*What to produce*:
Look at the entries below and reproduce them exactly.

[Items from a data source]
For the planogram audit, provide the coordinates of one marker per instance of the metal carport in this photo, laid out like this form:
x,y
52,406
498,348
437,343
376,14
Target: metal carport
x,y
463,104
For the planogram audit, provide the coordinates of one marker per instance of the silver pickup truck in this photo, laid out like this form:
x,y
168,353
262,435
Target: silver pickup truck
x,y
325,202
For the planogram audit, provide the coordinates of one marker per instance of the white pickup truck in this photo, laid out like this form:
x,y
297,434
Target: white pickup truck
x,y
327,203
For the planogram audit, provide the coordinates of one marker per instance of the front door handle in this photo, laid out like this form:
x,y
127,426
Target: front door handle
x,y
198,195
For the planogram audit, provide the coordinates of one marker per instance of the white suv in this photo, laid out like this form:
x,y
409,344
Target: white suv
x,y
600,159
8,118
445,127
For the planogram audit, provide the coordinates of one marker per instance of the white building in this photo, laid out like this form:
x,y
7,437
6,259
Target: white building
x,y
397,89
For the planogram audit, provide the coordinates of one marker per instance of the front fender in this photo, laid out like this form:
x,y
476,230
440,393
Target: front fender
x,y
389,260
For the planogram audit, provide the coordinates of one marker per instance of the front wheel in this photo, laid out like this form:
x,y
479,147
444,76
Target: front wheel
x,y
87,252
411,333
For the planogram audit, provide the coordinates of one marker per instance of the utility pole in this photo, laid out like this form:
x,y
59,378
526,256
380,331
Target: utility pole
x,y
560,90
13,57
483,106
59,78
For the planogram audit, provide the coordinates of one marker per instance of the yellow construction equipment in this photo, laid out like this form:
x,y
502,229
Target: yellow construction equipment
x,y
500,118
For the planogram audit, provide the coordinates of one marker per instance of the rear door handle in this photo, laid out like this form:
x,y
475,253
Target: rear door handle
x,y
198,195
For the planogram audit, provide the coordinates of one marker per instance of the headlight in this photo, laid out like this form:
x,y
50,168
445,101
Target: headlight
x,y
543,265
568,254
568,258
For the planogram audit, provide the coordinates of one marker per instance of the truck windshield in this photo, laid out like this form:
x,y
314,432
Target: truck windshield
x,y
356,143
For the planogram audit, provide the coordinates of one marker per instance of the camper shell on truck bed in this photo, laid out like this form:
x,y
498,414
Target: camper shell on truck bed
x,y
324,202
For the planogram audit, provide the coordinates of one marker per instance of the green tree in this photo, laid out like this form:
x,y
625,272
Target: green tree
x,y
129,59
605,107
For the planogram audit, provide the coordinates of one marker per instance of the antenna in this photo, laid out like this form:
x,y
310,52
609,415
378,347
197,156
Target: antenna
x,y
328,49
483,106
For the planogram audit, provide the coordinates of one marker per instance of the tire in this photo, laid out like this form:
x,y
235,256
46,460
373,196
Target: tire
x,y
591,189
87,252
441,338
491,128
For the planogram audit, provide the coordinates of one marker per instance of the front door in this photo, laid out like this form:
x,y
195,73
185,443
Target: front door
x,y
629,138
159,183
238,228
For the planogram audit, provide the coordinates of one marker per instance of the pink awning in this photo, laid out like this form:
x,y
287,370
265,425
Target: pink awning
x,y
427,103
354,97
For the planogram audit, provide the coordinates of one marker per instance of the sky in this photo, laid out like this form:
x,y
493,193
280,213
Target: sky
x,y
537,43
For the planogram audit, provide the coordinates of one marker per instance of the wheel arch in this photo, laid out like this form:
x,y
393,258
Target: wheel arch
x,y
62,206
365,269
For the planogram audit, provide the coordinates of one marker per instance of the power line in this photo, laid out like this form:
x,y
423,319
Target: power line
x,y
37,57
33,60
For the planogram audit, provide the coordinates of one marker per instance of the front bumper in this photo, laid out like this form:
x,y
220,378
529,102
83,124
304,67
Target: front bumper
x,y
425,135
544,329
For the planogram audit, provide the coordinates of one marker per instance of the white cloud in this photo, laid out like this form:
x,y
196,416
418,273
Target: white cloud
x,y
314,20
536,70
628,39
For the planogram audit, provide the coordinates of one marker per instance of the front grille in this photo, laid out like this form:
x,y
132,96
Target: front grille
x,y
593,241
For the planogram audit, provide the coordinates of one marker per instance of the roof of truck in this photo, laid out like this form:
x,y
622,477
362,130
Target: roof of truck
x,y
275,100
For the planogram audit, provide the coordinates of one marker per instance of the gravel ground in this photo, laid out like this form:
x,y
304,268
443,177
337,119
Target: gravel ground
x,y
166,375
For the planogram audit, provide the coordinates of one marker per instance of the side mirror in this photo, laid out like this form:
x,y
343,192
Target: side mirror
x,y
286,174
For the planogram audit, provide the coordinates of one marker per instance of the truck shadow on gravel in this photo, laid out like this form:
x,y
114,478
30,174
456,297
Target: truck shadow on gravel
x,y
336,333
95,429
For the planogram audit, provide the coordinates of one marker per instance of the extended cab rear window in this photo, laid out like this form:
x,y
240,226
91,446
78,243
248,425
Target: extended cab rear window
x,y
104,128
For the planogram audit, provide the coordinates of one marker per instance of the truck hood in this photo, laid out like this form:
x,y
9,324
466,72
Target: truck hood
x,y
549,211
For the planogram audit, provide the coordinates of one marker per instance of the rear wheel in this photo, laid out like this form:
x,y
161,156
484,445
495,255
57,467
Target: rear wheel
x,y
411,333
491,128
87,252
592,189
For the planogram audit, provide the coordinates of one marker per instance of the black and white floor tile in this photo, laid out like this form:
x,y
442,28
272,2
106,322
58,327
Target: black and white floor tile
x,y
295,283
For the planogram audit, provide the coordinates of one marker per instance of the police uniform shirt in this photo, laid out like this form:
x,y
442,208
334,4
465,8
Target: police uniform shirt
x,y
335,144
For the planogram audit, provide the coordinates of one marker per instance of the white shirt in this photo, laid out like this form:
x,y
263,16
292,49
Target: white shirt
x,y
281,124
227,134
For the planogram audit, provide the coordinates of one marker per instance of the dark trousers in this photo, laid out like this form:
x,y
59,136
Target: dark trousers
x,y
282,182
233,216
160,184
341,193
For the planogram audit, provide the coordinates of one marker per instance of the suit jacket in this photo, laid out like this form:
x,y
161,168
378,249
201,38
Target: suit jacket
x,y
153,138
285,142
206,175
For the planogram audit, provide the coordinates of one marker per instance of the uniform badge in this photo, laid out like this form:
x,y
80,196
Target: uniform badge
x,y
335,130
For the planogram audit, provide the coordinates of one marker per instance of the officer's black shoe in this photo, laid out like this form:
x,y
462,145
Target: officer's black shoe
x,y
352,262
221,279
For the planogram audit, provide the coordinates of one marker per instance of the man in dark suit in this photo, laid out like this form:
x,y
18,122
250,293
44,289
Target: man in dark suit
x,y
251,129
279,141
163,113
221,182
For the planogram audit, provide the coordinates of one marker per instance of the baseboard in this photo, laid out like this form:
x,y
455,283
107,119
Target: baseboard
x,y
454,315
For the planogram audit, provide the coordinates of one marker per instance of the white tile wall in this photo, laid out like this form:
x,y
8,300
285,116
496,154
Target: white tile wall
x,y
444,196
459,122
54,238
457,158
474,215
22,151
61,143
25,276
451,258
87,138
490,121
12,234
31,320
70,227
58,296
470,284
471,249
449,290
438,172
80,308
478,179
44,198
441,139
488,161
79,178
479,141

*Exercise solution*:
For the planogram audit, provide the coordinates of one marker per instance of the metal carport in this photo, laid out like this form:
x,y
52,406
498,348
437,343
376,14
Target: metal carport
x,y
463,104
For the planogram audit, provide the coordinates of one marker per instance of the silver pickup truck in this photo, laid out like this form:
x,y
168,353
262,435
Target: silver pickup truck
x,y
325,202
For the planogram audit, provide the coordinates of one marker per instance of the white pickup truck in this photo, laid out like this form:
x,y
297,434
Target: white pickup truck
x,y
327,203
For the planogram audit, provide the coordinates of one marker per instance of the front door handle in this photo, laid out like this form:
x,y
127,426
Target: front door handle
x,y
198,195
For the planogram audit, provide the coordinates of one marker per instance of the white suv in this photo, laid out like this form:
x,y
409,344
Target: white suv
x,y
600,159
8,118
445,127
For the planogram audit, provide the coordinates of one marker per instance of the white building in this photo, laid out like this form:
x,y
7,437
6,259
Target: white building
x,y
397,89
For the planogram audit, provide the coordinates of one marker per instance of the front fender in this photo, laid out like this form:
x,y
476,230
440,393
Target: front fender
x,y
389,260
For the planogram audit, provide the coordinates of one marker per instance of the front wheel in this photo, laid out like this form:
x,y
479,147
444,76
Target: front wheel
x,y
87,252
411,333
For the planogram audit, provide the coordinates of one marker per instance of the utility pole in this photo, laid out like this form:
x,y
59,378
526,256
380,331
Target: utility pole
x,y
560,90
13,57
483,106
59,78
For the planogram audit, provide the coordinates of one marker per instance of the yellow construction equipment in this photo, laid out like this form:
x,y
502,229
Target: yellow construction equipment
x,y
500,118
For the planogram audit, provide the coordinates of one marker per instance of the rear door handle in this photo, laid out like this form:
x,y
475,253
Target: rear door handle
x,y
198,195
For the planogram audit, provide the coordinates of one marker per instance of the headlight in this photo, laid out like this form:
x,y
50,168
445,101
Target: headlight
x,y
543,265
568,254
568,258
For the planogram audit, provide the coordinates of one marker per instance of the truck windshield in this photo, laid out like this form:
x,y
314,432
Target: truck windshield
x,y
356,143
For the planogram audit, provide the coordinates of one marker per instance of the camper shell on truck bed in this photo, laid out like this form:
x,y
498,414
Target: camper shell on truck bed
x,y
324,202
For the planogram audit, provide the coordinates of one marker per instance of the green tree in this photo, laid out like this form:
x,y
625,272
Target: green tree
x,y
129,59
605,107
For the planogram audit, provide the coordinates of one marker per instance of the antenna in this photo, laid out like this form:
x,y
310,52
609,415
378,347
197,156
Target: antenna
x,y
328,49
483,106
For the planogram audit, provide the coordinates of one marker per instance of the tire in this photo, laid out like this form:
x,y
235,256
46,460
373,196
Target: tire
x,y
591,189
87,252
441,338
491,128
For the planogram audit, provide the coordinates of one marker per instance of the front door in this photo, laid out like this form:
x,y
195,73
185,443
Target: front door
x,y
629,138
159,183
238,228
For the planogram audit, provide the coordinates of one marker per instance of the pink awning in this photo, laid out like this form:
x,y
287,370
265,425
Target: pink awning
x,y
427,103
354,97
For the planogram audit, provide the coordinates of one marker per instance of the sky in this photo, laid out like this form:
x,y
493,193
280,213
Target: sky
x,y
537,43
For the planogram audit, provide the coordinates of one marker per instance of the wheel arch in this photo, laid out like this form:
x,y
393,258
Target: wheel arch
x,y
62,206
365,269
For the planogram audit, provide the coordinates of one marker per instance of the power line in this photo, laid out like this form:
x,y
423,319
Target: power line
x,y
37,57
33,60
For the planogram audit, provide the coordinates of one marker per instance of the front bumper in this photo, laid out like this form:
x,y
220,378
529,102
83,124
304,67
Target: front bumper
x,y
425,135
544,329
For the planogram audit, provide the coordinates of one marker per instance of the white cloud in this photo, laid out like this form:
x,y
196,416
418,273
Target: white cloud
x,y
314,20
536,70
628,39
For the planogram audit, provide the coordinates of one marker per instance of the front grille in this photo, laid out like this form:
x,y
132,96
Target: front grille
x,y
593,241
For the planogram audit, provide the coordinates of one marker per instance of the roof of truck in this photo, laid out like this form:
x,y
622,477
362,130
Target: roof of truck
x,y
275,100
For the planogram audit, provide the coordinates of one marker per instance of the gravel ground in this photo, laid out like this form:
x,y
304,268
443,177
337,119
Target: gravel ground
x,y
166,375
For the planogram audit, provide the coordinates of one marker per instance of the side mirror in this photo, laid out like this form:
x,y
343,192
Target: side mirror
x,y
286,174
For the planogram audit, provide the coordinates of one marker per instance of the truck shadow on gravel in this photo, laid out like this form:
x,y
114,478
30,174
456,297
Target: truck shadow on gravel
x,y
336,333
95,429
For the planogram audit, provide the coordinates of one marker per instance of the extended cab rear window in this photo, laid out like this form:
x,y
240,226
91,446
78,243
248,425
Target: extended cab rear window
x,y
104,128
For the planogram audit, provide the coordinates of one marker per instance of the truck hood in this photo, laid out like this form:
x,y
9,324
466,72
Target: truck hood
x,y
549,211
For the planogram audit, provide the coordinates of one marker per instance of the rear wheel in this photo, laid out like this form:
x,y
161,156
484,445
495,255
57,467
Target: rear wheel
x,y
411,333
491,128
87,252
592,189
For the planogram audit, provide the coordinates of one marker per instance of the black and white floor tile in this photo, laid out like this form:
x,y
442,28
272,2
106,322
58,327
Target: black and white floor tile
x,y
295,283
For the planogram audit, provide the coordinates of one marker per instance of the police uniform shirt in this photo, laid out like this form:
x,y
442,208
334,4
465,8
Target: police uniform shirt
x,y
335,144
For the planogram audit, provide the coordinates of one marker per instance of the white shirt in this photo, laid out like this form:
x,y
263,16
292,49
Target: white shirt
x,y
281,124
227,134
For the planogram audit, provide the coordinates of one marker per instance of the dark trousers in this photo, laid out like this form:
x,y
59,136
Target: dark trousers
x,y
282,182
233,216
160,184
341,193
For the planogram audit, provide the coordinates of one marker per instance of the suit jacket in this photo, laid out like this form:
x,y
161,168
378,249
201,38
Target: suit jacket
x,y
153,138
285,142
206,175
For the planogram audit, provide the coordinates of one marker per instance of the uniform badge in this photo, laid out like this form:
x,y
80,196
Target: uniform badge
x,y
335,130
For the planogram audit, provide the coordinates of one marker per instance of the officer's black shoe in this photo, laid out like this form:
x,y
462,145
Target: officer's black shoe
x,y
352,262
221,279
For the planogram audit, provide the coordinates of one marker per instance of the man in dark suit in this photo, laid out like this form:
x,y
18,122
250,293
44,289
Target: man in dark suit
x,y
251,129
279,141
163,113
221,182
For the planogram audit, provide the coordinates of one marker per instance of the baseboard in this photo, laid out like this form:
x,y
455,283
107,119
Target: baseboard
x,y
454,315
For the planogram audit, provide the coordinates of one marker per instance of the white tile wall in this photo, laid out like this form:
x,y
8,300
285,116
496,154
Target: white tile wall
x,y
444,196
459,122
54,238
457,158
474,215
22,151
61,143
25,276
451,258
87,138
490,121
12,234
31,320
70,227
58,296
470,284
471,249
449,290
438,172
80,308
478,179
44,198
441,139
488,161
79,178
479,141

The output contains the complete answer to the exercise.